▶ WHAT THIS TASK INVOLVES: Pick out every line in the records below that contains the word "brown" and copy each of those lines.

▶ PROVIDED ENTRIES:
— BEGIN —

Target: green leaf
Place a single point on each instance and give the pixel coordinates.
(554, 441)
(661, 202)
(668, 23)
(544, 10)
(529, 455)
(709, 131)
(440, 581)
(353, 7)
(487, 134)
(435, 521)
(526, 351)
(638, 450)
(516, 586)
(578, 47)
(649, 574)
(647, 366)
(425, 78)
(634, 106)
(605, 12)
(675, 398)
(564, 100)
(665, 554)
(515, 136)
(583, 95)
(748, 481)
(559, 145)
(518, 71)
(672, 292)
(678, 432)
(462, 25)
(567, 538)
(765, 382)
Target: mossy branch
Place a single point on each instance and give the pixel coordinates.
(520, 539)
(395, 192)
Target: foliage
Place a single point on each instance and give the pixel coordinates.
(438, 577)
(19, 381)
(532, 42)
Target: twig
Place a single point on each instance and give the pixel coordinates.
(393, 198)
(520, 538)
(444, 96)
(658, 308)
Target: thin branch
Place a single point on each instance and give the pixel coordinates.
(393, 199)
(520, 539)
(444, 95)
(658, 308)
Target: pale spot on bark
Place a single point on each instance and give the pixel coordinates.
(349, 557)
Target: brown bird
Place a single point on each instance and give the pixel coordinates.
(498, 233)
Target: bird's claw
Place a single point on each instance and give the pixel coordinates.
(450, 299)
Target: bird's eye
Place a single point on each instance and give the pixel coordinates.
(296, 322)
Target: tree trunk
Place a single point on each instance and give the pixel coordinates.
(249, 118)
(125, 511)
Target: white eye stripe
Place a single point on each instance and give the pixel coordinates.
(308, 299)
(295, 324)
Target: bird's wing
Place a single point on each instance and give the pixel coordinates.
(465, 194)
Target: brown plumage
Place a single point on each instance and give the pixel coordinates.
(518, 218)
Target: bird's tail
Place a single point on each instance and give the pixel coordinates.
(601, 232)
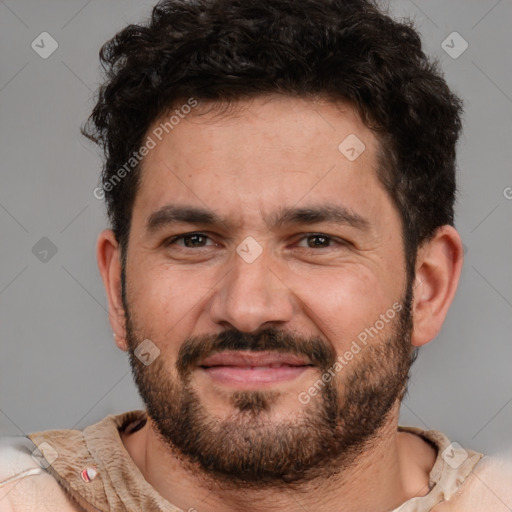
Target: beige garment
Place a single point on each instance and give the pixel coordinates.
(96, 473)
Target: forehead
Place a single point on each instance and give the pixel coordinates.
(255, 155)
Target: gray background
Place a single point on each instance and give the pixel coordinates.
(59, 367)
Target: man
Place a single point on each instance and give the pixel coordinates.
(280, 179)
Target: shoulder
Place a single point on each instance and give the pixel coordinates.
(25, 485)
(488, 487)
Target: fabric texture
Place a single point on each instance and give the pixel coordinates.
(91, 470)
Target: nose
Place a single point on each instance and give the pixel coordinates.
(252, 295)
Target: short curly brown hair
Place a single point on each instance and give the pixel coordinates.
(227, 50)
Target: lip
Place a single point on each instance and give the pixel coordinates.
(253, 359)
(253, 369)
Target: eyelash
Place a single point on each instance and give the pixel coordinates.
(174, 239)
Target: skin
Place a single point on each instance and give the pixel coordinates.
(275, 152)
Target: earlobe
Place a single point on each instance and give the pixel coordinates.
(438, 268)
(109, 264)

— END —
— BEGIN —

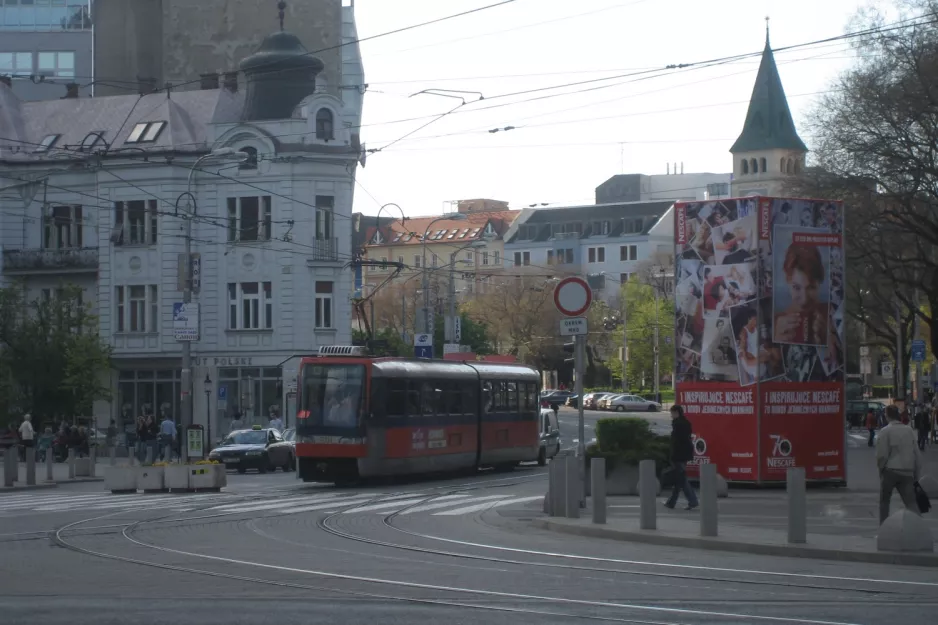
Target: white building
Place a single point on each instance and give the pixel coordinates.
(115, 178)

— END —

▶ FINAL RESULT:
Target: brown bird
Target: brown plumage
Target: short curly brown hair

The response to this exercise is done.